[SELECTED EXCERPT]
(begin)
Abbott v. Stiff

Decision Date14 May 1904
Citation81 S.W. 562
PartiesABBOTT v. STIFF et al.<SMALL><SUP>*</SUP></SMALL>
CourtTexas Court of Appeals

Appeal from District Court, Collin County: J. M. Pearson, Judge.

Action by S. H. Abbott against Price Stiff, administrator of Joe Priestly, deceased, and others. From a judgment for defendants, plaintiff appeals. Affirmed.

Garnett & Smith, for appellant. W. C. Jones, H. L. Davis, and Abernathy & Abernathy, for appellees.

RAINEY, C. J.

Appellant sued appellee Stiff, as administrator of the estate of Joe Priestly, and Priestly's heirs, to recover 20 acres of land, or in the alternative to recover on certain notes given for the purchase price of same, and to foreclose a vendor's lien thereon. The appellee pleaded payment, and verdict and judgment were rendered in favor of appellees, from which this appeal is prosecuted.
(end)
[STATED PROBLEM A] In the court case excerpt, how many acres of land did the appellant sue to recover?
The court case excerpt has nothing to do with the rows that follow it.

[EXERCISE DATA]
(begin)
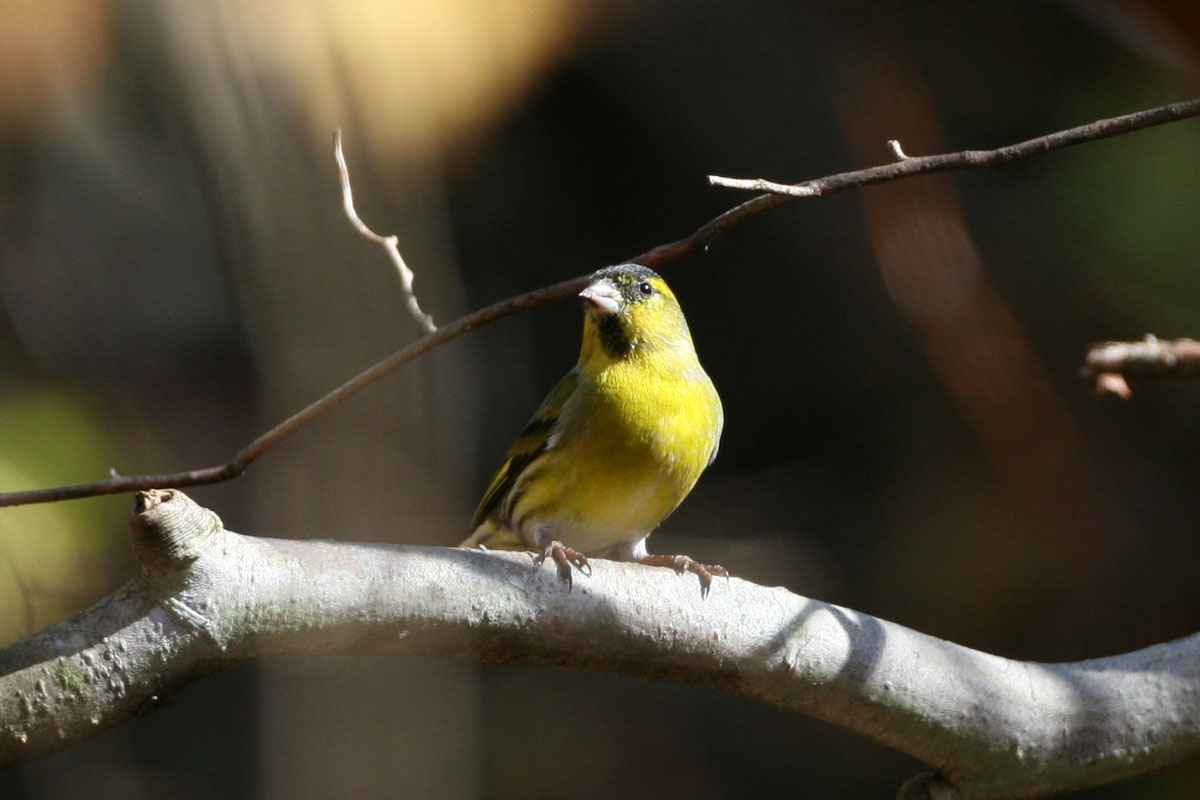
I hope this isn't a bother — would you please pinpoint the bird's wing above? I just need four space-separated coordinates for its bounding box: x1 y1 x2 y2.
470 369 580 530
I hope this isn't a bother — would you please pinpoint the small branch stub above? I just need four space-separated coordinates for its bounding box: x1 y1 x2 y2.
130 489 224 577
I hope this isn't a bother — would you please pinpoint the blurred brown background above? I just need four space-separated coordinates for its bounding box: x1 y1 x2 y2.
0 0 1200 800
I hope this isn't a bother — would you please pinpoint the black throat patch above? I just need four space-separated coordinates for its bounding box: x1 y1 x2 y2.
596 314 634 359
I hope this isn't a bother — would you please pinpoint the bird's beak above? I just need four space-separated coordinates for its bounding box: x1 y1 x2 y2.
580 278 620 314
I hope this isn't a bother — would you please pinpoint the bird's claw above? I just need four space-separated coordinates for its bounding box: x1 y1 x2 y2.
(end)
(begin)
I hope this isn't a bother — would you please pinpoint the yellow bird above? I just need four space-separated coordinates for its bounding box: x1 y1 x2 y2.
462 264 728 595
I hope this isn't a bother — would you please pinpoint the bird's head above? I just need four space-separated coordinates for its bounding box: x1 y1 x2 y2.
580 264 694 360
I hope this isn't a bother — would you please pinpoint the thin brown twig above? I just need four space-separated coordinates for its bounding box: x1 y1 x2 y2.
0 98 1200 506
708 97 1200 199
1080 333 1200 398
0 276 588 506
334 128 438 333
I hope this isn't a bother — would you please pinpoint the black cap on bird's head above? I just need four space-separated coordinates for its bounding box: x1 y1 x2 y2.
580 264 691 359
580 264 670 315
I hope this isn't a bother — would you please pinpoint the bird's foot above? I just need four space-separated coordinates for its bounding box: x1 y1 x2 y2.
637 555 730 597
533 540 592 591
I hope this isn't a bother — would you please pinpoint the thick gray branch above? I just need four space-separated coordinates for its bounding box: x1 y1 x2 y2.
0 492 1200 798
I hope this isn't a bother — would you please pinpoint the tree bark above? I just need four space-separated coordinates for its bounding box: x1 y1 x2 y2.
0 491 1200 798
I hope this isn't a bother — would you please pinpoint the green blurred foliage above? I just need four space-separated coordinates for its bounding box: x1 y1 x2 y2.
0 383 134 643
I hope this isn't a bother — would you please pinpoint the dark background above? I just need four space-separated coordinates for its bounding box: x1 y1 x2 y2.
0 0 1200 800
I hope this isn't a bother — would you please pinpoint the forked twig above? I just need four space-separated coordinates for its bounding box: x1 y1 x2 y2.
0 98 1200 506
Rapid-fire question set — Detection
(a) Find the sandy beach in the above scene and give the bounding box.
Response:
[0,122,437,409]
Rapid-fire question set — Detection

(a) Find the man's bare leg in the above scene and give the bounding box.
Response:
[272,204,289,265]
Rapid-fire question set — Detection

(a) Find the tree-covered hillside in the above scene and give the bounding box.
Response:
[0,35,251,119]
(end)
[STATED PROBLEM B] List the rows as a numbered list, starting at the line that contains "pinpoint the thin" and ending at the line that contains "0 492 1200 798", with blank lines skipped.

[OUTPUT A] 20 acres

[OUTPUT B]
1. I hope this isn't a bother — would you please pinpoint the thin brown twig above? I just need four space-separated coordinates for its bounding box: x1 y1 x2 y2.
2. 0 98 1200 506
3. 708 97 1200 199
4. 1080 333 1200 398
5. 0 276 588 506
6. 334 128 438 333
7. I hope this isn't a bother — would you please pinpoint the black cap on bird's head above? I just need four space-separated coordinates for its bounding box: x1 y1 x2 y2.
8. 580 264 691 359
9. 580 264 670 315
10. I hope this isn't a bother — would you please pinpoint the bird's foot above? I just need four space-separated coordinates for its bounding box: x1 y1 x2 y2.
11. 637 555 730 597
12. 533 540 592 591
13. I hope this isn't a bother — would you please pinpoint the thick gray branch above? I just need four space-separated coordinates for its bounding box: x1 y1 x2 y2.
14. 0 492 1200 798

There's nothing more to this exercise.